The records —
____

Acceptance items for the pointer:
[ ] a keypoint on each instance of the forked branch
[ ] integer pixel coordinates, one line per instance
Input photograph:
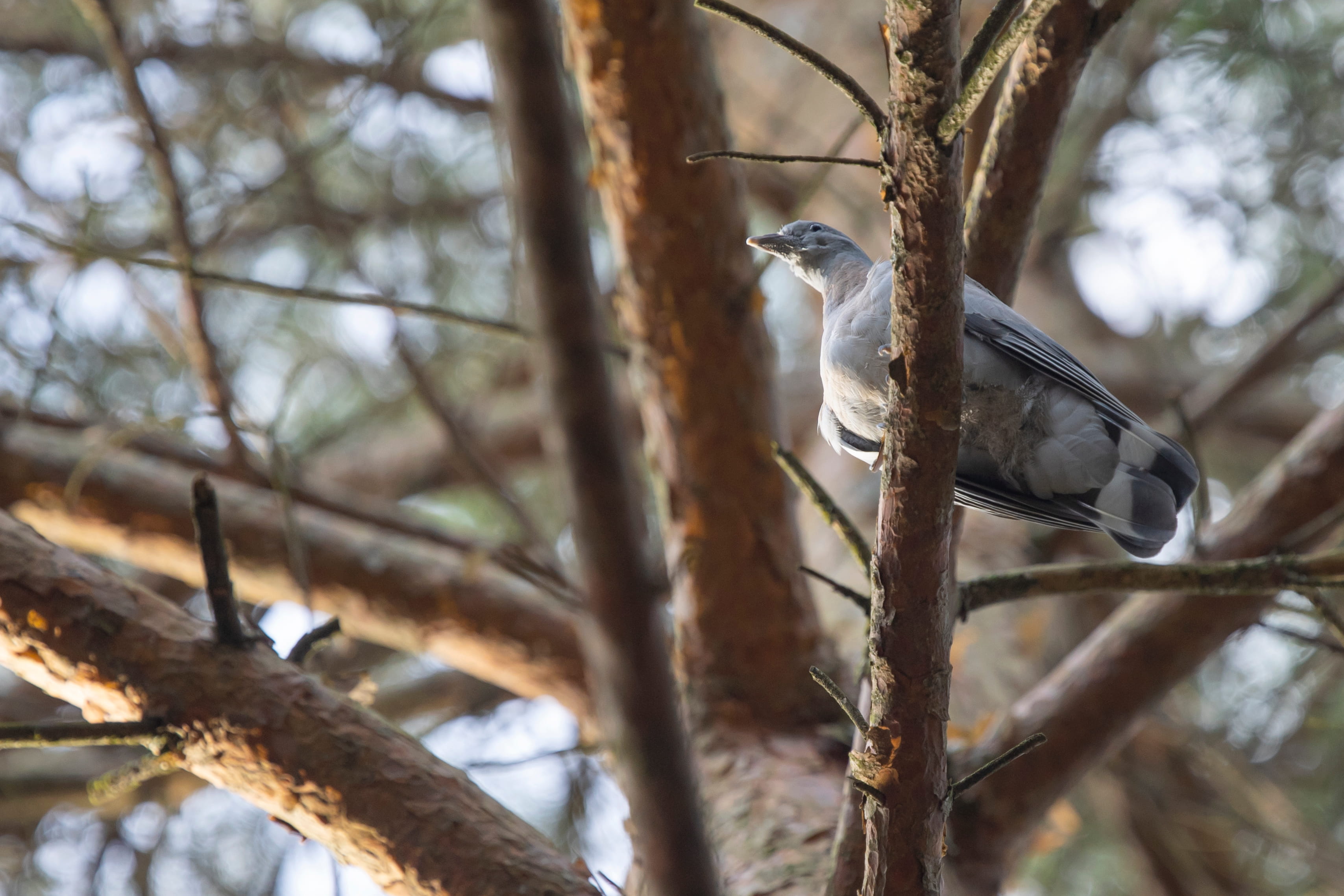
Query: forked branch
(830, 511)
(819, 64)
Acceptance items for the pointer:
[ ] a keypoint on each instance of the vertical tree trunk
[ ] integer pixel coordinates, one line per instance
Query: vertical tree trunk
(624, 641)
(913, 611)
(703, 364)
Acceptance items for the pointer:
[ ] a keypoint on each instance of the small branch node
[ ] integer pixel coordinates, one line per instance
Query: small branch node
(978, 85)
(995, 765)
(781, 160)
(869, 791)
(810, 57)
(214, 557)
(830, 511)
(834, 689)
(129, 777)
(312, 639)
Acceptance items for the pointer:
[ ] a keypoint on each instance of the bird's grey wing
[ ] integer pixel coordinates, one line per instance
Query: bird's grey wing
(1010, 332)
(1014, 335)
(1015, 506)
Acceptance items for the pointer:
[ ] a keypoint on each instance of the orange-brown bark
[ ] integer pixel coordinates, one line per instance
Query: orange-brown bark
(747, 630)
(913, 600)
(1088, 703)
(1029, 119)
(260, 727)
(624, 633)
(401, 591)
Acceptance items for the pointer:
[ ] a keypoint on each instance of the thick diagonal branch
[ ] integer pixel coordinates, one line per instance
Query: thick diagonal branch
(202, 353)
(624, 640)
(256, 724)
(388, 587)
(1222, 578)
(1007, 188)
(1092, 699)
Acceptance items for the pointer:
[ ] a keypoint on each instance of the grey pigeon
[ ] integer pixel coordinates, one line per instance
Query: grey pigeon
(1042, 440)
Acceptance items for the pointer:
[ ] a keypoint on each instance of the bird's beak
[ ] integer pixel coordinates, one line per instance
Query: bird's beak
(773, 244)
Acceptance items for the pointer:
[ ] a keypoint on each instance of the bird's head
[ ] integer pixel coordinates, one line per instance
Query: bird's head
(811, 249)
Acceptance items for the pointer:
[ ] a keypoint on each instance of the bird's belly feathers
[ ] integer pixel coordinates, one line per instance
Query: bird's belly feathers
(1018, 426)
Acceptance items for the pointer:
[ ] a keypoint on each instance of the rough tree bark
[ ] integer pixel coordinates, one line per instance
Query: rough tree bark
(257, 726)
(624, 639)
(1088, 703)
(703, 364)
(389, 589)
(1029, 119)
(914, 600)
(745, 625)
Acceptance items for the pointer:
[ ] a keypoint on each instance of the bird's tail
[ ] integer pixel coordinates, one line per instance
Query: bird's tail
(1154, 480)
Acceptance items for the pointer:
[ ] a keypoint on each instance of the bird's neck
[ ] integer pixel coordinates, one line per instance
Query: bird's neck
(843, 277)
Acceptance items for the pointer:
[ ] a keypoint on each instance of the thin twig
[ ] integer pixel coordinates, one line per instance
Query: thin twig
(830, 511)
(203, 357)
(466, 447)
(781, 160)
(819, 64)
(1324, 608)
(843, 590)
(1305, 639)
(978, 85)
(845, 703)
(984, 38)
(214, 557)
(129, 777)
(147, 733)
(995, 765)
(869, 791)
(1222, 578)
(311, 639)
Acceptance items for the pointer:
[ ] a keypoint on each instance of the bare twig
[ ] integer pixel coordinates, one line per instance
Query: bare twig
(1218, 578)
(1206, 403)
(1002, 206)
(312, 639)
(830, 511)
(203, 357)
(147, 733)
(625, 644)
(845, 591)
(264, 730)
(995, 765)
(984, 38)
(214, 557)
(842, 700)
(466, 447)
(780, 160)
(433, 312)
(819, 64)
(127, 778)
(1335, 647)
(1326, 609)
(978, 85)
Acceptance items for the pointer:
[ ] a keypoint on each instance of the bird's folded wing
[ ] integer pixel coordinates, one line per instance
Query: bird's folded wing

____

State how many lines in the preceding material contain the word "folded", and give nothing else.

2